— Instructions to follow —
Swap "detected" for "visible" in the records from the line with "Mark each bare" up to and including the line with "Mark each smoke". Give only those lines, with nothing else changed.

— Dataset entries —
▬▬▬▬▬▬

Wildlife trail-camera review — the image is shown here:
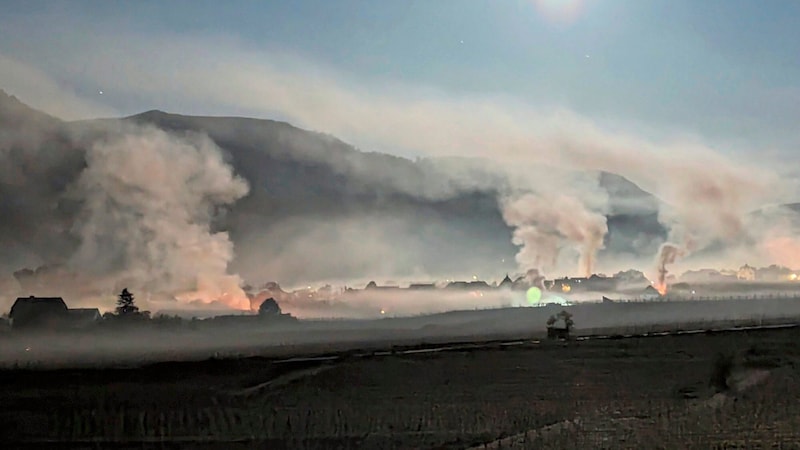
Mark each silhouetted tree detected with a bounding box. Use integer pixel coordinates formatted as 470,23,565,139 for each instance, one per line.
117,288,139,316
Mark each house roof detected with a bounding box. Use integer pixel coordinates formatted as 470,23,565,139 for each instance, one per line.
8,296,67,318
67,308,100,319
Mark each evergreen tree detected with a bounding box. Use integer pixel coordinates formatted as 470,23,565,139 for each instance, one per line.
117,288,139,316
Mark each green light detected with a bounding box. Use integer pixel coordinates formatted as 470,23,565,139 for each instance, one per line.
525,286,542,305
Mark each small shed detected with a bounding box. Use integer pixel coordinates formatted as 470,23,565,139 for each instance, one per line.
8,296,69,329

▬▬▬▬▬▬

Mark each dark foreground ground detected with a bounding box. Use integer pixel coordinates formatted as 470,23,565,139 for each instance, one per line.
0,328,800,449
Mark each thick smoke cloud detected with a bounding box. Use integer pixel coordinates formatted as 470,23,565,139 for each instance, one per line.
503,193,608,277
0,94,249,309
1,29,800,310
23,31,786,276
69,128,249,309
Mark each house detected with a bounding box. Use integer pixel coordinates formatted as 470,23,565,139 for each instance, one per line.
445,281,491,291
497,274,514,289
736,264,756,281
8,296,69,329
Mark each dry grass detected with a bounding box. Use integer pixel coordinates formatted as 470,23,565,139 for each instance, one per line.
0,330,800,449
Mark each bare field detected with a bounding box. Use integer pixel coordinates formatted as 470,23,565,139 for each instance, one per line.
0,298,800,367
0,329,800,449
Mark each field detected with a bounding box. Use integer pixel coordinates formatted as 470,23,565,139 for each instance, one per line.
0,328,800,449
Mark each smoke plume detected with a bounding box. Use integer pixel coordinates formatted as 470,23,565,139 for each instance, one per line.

▬▬▬▬▬▬

— Written solution —
Mark each bare field visible with a bounding box. Use integer pixel coordinates formatted as 470,23,565,139 for each instance, one per line.
0,298,800,367
0,329,800,449
Mark each field visible with a bounding box. Use integer pixel coordinates formatted as 470,23,565,139 for each instance, one per line.
0,328,800,449
Mark each smoke plume visible with a bounding box. Use integer pixel coordinates formatted as 470,23,565,139 for each instance, one per line.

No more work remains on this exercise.